Stated problem: How many lines in the items below contain the word "plastic", counting case as significant? Give only the number.

[Dataset extract start]

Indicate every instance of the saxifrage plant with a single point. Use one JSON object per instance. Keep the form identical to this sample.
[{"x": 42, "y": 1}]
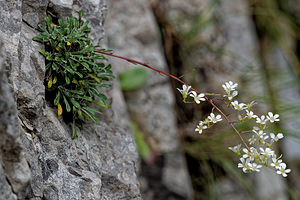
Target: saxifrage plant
[
  {"x": 74, "y": 78},
  {"x": 74, "y": 75}
]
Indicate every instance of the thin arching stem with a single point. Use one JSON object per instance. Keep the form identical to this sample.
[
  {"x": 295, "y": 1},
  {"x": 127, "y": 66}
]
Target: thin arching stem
[{"x": 182, "y": 82}]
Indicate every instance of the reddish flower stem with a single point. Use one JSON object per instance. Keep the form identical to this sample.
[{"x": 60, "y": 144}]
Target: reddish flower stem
[{"x": 182, "y": 82}]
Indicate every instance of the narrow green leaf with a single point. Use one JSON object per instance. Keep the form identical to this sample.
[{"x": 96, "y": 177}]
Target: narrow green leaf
[
  {"x": 99, "y": 103},
  {"x": 75, "y": 103},
  {"x": 74, "y": 130},
  {"x": 68, "y": 108},
  {"x": 91, "y": 115}
]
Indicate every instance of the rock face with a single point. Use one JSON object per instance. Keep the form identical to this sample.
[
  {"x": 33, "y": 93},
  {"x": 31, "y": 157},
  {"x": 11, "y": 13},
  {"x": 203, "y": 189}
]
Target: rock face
[
  {"x": 132, "y": 32},
  {"x": 38, "y": 158}
]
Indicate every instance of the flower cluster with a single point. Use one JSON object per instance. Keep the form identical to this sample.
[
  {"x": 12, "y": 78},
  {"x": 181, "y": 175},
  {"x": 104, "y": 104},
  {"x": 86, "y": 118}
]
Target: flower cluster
[
  {"x": 208, "y": 122},
  {"x": 185, "y": 91},
  {"x": 259, "y": 151}
]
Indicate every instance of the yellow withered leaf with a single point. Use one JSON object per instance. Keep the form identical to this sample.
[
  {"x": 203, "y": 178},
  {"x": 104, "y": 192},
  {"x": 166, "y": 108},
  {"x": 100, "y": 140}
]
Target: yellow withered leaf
[
  {"x": 94, "y": 77},
  {"x": 50, "y": 82},
  {"x": 59, "y": 109},
  {"x": 54, "y": 80}
]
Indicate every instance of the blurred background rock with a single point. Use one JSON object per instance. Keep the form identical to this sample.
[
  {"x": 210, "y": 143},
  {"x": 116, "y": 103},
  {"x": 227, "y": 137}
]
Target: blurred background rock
[
  {"x": 205, "y": 42},
  {"x": 208, "y": 42}
]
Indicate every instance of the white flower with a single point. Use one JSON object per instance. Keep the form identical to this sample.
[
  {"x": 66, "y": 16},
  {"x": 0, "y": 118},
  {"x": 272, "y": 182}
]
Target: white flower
[
  {"x": 236, "y": 149},
  {"x": 229, "y": 86},
  {"x": 244, "y": 164},
  {"x": 252, "y": 140},
  {"x": 273, "y": 118},
  {"x": 185, "y": 91},
  {"x": 230, "y": 96},
  {"x": 249, "y": 154},
  {"x": 261, "y": 136},
  {"x": 266, "y": 152},
  {"x": 249, "y": 105},
  {"x": 197, "y": 98},
  {"x": 282, "y": 170},
  {"x": 277, "y": 137},
  {"x": 262, "y": 120},
  {"x": 276, "y": 163},
  {"x": 200, "y": 127},
  {"x": 250, "y": 114},
  {"x": 255, "y": 167},
  {"x": 238, "y": 106},
  {"x": 214, "y": 119}
]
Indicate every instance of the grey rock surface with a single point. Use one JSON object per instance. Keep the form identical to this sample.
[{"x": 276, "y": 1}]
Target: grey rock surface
[
  {"x": 131, "y": 24},
  {"x": 47, "y": 163},
  {"x": 132, "y": 32}
]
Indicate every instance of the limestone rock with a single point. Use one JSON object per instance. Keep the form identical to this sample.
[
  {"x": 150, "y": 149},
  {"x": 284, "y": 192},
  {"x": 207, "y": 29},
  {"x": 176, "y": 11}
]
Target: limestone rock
[{"x": 47, "y": 163}]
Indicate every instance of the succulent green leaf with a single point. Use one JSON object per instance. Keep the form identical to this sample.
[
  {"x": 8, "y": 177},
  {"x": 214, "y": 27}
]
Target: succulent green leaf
[
  {"x": 68, "y": 108},
  {"x": 57, "y": 98}
]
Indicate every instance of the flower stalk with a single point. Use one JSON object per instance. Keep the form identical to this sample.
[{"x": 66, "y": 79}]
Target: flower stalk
[{"x": 182, "y": 82}]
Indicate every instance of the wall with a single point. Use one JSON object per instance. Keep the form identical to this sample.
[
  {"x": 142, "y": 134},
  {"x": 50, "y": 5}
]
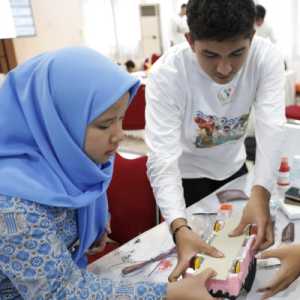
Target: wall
[{"x": 58, "y": 24}]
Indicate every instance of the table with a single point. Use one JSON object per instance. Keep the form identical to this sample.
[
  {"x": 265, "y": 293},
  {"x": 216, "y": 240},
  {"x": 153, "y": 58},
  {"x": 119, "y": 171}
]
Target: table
[{"x": 158, "y": 240}]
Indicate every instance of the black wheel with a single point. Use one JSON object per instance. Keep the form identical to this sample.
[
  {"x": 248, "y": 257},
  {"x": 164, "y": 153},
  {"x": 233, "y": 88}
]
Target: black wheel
[
  {"x": 222, "y": 295},
  {"x": 250, "y": 277}
]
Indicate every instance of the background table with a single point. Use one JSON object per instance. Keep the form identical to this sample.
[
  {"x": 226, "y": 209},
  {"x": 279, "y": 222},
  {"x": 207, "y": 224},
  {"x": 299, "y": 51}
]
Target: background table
[{"x": 158, "y": 240}]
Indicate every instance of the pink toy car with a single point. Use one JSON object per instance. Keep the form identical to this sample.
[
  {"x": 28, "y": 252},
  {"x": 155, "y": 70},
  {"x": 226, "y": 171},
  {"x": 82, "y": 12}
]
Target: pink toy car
[{"x": 238, "y": 267}]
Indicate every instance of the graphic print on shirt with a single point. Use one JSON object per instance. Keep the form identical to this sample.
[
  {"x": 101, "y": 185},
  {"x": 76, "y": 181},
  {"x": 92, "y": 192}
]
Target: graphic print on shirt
[{"x": 214, "y": 130}]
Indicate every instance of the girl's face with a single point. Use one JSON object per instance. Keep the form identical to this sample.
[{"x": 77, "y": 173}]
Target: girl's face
[{"x": 105, "y": 133}]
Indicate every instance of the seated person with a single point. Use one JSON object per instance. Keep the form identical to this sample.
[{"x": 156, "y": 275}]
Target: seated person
[
  {"x": 61, "y": 123},
  {"x": 130, "y": 66}
]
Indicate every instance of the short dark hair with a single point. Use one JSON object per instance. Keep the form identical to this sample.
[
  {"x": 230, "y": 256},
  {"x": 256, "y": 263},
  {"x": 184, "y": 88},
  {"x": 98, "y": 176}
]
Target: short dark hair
[
  {"x": 220, "y": 19},
  {"x": 260, "y": 12}
]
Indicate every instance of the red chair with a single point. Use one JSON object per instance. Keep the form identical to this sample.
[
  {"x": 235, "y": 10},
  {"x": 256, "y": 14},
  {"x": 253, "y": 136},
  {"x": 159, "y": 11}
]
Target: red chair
[
  {"x": 135, "y": 115},
  {"x": 293, "y": 112},
  {"x": 131, "y": 202}
]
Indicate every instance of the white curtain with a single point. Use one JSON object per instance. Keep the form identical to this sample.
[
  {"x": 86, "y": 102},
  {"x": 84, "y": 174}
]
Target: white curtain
[{"x": 112, "y": 27}]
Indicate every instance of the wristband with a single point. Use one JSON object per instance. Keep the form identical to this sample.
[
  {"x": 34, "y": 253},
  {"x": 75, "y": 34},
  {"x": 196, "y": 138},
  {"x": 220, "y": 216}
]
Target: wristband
[{"x": 177, "y": 229}]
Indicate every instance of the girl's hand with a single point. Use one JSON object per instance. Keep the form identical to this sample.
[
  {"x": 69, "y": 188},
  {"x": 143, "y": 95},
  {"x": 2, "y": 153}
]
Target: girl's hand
[{"x": 288, "y": 272}]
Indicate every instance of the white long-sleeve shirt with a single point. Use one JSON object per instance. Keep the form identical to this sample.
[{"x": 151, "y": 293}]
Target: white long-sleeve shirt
[{"x": 195, "y": 127}]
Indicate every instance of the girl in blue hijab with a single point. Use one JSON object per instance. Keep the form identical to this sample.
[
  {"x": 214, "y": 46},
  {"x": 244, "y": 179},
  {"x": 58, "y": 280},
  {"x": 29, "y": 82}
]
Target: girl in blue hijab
[{"x": 61, "y": 122}]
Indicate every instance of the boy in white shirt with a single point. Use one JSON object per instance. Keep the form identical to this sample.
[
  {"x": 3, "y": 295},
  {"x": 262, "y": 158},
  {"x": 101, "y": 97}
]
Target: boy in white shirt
[{"x": 199, "y": 97}]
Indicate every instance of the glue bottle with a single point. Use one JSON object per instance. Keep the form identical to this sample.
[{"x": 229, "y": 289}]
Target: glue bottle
[{"x": 284, "y": 173}]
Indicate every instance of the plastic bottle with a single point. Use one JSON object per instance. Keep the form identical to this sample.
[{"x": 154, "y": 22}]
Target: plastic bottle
[{"x": 284, "y": 173}]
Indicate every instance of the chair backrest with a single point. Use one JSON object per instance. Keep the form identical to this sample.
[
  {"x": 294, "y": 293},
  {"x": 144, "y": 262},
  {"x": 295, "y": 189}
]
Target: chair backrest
[
  {"x": 130, "y": 199},
  {"x": 135, "y": 115}
]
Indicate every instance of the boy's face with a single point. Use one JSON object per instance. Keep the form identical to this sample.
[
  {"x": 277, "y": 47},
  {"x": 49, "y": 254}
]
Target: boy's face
[
  {"x": 105, "y": 133},
  {"x": 221, "y": 61}
]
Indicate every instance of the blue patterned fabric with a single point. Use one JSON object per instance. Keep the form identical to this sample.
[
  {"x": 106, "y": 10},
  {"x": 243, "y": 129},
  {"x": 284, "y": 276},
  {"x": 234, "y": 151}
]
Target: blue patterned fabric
[
  {"x": 35, "y": 262},
  {"x": 46, "y": 105}
]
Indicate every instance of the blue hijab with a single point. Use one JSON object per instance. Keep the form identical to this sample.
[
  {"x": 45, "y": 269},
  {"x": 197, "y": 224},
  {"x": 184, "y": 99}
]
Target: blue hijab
[{"x": 46, "y": 105}]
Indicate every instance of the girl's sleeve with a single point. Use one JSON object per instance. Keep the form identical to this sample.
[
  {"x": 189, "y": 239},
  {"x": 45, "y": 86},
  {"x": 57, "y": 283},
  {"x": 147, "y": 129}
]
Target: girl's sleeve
[{"x": 38, "y": 264}]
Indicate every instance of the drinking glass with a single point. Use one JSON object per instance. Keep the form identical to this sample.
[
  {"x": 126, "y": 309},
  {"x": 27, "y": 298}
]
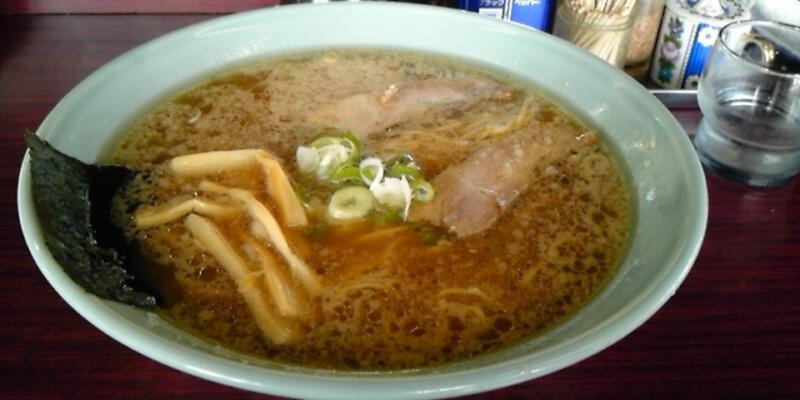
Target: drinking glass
[{"x": 749, "y": 94}]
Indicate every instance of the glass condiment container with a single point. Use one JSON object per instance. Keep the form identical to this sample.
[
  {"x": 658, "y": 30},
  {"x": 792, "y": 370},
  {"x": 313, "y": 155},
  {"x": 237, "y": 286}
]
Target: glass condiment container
[
  {"x": 602, "y": 34},
  {"x": 646, "y": 21}
]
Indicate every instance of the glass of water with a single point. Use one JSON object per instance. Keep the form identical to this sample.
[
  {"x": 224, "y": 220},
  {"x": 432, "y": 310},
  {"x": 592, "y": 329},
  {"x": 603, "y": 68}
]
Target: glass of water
[{"x": 749, "y": 94}]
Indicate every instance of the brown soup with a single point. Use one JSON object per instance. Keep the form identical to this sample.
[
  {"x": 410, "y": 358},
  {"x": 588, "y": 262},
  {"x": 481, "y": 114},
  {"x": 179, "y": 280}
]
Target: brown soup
[{"x": 394, "y": 294}]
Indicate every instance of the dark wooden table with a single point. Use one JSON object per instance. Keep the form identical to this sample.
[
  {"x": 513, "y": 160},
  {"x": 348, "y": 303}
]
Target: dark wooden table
[{"x": 731, "y": 331}]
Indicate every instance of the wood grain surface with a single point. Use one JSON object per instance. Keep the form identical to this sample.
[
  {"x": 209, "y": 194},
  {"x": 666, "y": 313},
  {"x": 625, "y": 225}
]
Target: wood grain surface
[{"x": 731, "y": 331}]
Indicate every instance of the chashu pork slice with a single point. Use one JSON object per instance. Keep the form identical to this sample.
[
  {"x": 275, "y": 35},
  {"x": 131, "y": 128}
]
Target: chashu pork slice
[
  {"x": 471, "y": 195},
  {"x": 367, "y": 113}
]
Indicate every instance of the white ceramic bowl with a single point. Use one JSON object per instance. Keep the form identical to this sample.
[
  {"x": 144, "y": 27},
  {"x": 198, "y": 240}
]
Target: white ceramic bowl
[{"x": 668, "y": 183}]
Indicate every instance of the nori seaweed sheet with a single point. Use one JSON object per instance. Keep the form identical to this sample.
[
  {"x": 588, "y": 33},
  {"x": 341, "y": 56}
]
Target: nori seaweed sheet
[{"x": 69, "y": 197}]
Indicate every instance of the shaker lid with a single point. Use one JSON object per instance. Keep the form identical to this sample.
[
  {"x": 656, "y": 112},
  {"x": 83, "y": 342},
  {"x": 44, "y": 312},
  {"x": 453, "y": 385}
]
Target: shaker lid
[{"x": 721, "y": 10}]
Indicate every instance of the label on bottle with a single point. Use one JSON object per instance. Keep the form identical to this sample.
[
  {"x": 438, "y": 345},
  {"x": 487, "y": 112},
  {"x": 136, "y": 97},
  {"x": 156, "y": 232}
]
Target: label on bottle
[{"x": 534, "y": 13}]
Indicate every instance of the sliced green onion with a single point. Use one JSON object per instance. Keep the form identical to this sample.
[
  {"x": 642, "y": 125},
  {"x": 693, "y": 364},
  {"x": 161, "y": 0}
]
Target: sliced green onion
[
  {"x": 371, "y": 170},
  {"x": 307, "y": 159},
  {"x": 331, "y": 157},
  {"x": 393, "y": 193},
  {"x": 410, "y": 171},
  {"x": 356, "y": 145},
  {"x": 349, "y": 203},
  {"x": 421, "y": 190},
  {"x": 346, "y": 172}
]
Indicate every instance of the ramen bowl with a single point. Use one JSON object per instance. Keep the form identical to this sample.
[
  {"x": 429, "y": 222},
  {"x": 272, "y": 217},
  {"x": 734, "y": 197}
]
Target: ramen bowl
[{"x": 668, "y": 187}]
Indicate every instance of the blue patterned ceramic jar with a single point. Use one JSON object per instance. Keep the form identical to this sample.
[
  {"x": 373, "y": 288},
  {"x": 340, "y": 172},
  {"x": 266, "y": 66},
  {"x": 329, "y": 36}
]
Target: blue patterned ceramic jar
[{"x": 689, "y": 29}]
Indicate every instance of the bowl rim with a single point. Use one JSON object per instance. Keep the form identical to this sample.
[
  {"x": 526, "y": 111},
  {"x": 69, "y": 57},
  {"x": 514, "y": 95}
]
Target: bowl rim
[{"x": 438, "y": 385}]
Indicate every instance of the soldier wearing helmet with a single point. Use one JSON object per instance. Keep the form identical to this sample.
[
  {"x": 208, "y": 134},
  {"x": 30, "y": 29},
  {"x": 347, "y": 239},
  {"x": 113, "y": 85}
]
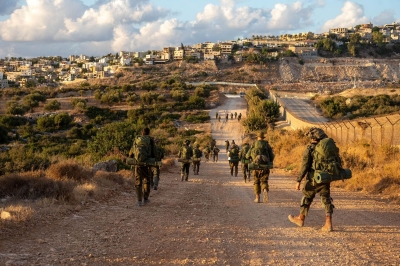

[Dataset extract end]

Solution for this task: 2